◆ **Exercise passage**
——

Moving On
All too often, within discussions of our past histories, I constantly hear this phrase: “I’m over it,” “I’m past that now,” or “I’ve moved on.” But what do we really mean when we say this?
The legacy of a crumbled relationship that can no longer be pieced together, an argument or disagreement with a friend or coworker that created an irreconcilable emotional rift, an egregious failure that led to acute shame and embarrassment. These things change us, whether we like it or not.
This mode of thinking goes hand in hand with the hackneyed mantra of “everything will be okay” that reflects the same mindset of just wanting the pain and suffering to end, and nothing more. We’ve preemptively decided that “okay” or “fine” is the easiest and most convenient escape from the emotional trauma. For most people, being “over it,” means forgetting about it. If we’ve already escaped that pain, why go back to it?
Because we are excessively fixated on merely escaping, we seldom take the time to reconcile how that event has shaped who we are today—how it shapes our decisions and how it has influenced the way we perceive the people and the world around us. Contrary to popular belief, truly moving on doesn’t mean you don’t think about the painful memories anymore. In fact, it’s quite the opposite; we unknowingly allow that past pain to continue to shape our future. And we have no idea whether it’s working in a positive or negative way.
Maybe a toxic relationship you’ve had in the past is causing you to be cynical or avoid intimacy. Maybe that horrendous mistake that you made caused you to avert risk in your life entirely. Maybe heavily falling out with your manager and impulsively quitting influenced your work ethic and perceptions of your future bosses.
We can't move on from the past if we don't understand how our past circumstances have shaped our present and future self. We concede defeat and allow the world to take its own course, and all we've assigned ourselves to do is react to whatever life throws at us.
We concede what minimal free will we had to begin with. No matter your stance on the degree to which we have free will, I think we can agree that at least the first two decades of our lives—give or take depending on the person—is purely defined by the whim of our circumstances. It’s very well understood in the psychology of personality formation that the complex interplay between an individual’s genetics and their environmental circumstances. Our socialization begins from the initial interactions with our parents, and then those shared with siblings, family members, friends, classmates, and teachers. We not only learned to conform to the existing social norms and cultural zeitgeist, but, more importantly, depending on the nature of that socialization and the events that happen in our lives, we start to form our conception of the world—our ever-morphing definitions of right and wrong.

——

◆ **Questions on the material**
A) In the essay on moving on, what does being "over it" mean for most people?
B) Please render this sentence from the essay on moving on in Spanish: "These things change us, whether we like it or not."

Point localization data
——

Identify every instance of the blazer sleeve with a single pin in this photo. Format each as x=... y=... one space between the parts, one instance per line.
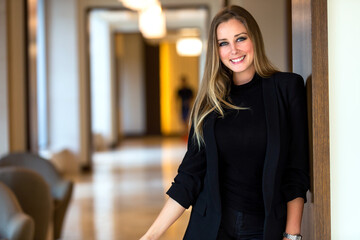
x=296 y=180
x=189 y=180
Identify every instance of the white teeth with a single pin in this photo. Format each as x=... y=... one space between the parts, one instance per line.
x=238 y=59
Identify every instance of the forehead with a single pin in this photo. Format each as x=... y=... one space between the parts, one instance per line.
x=230 y=28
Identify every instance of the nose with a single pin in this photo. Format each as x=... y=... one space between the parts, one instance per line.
x=234 y=50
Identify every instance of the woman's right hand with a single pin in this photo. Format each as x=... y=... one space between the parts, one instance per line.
x=171 y=211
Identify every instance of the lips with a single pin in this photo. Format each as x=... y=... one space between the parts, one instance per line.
x=237 y=60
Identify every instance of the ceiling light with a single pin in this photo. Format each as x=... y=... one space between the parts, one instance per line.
x=138 y=5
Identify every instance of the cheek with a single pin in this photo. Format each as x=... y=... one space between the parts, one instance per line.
x=222 y=53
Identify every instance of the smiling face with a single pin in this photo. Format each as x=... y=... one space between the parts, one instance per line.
x=236 y=50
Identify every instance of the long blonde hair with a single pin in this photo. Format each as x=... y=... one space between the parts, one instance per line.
x=217 y=78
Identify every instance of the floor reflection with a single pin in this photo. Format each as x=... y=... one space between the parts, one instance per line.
x=125 y=192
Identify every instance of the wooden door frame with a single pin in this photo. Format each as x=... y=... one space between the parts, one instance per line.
x=320 y=148
x=310 y=59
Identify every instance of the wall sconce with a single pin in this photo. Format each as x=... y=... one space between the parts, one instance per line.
x=152 y=22
x=189 y=47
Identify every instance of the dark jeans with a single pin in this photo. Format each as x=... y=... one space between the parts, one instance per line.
x=237 y=225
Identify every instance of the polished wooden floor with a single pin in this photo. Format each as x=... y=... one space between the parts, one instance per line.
x=125 y=192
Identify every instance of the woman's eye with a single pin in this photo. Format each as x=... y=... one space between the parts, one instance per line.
x=240 y=39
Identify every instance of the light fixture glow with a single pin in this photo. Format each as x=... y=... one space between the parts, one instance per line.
x=152 y=22
x=189 y=47
x=138 y=5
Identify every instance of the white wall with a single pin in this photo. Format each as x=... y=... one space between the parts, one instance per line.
x=63 y=76
x=344 y=101
x=132 y=86
x=101 y=78
x=272 y=19
x=4 y=114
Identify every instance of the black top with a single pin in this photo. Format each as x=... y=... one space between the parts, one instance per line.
x=241 y=142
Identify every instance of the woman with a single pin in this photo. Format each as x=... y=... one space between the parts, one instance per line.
x=245 y=172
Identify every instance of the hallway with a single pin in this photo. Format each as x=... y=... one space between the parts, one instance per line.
x=125 y=192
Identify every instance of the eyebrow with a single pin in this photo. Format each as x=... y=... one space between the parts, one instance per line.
x=234 y=36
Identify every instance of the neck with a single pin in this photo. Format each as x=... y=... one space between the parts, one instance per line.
x=244 y=77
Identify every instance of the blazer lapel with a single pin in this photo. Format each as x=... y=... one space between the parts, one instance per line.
x=273 y=140
x=212 y=159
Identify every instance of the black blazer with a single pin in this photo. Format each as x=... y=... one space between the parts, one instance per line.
x=286 y=166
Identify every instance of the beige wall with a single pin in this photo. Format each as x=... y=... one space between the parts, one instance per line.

——

◆ **Answers to the exercises**
A) Forgetting about it.

B) Estas cosas nos cambian, nos guste o no.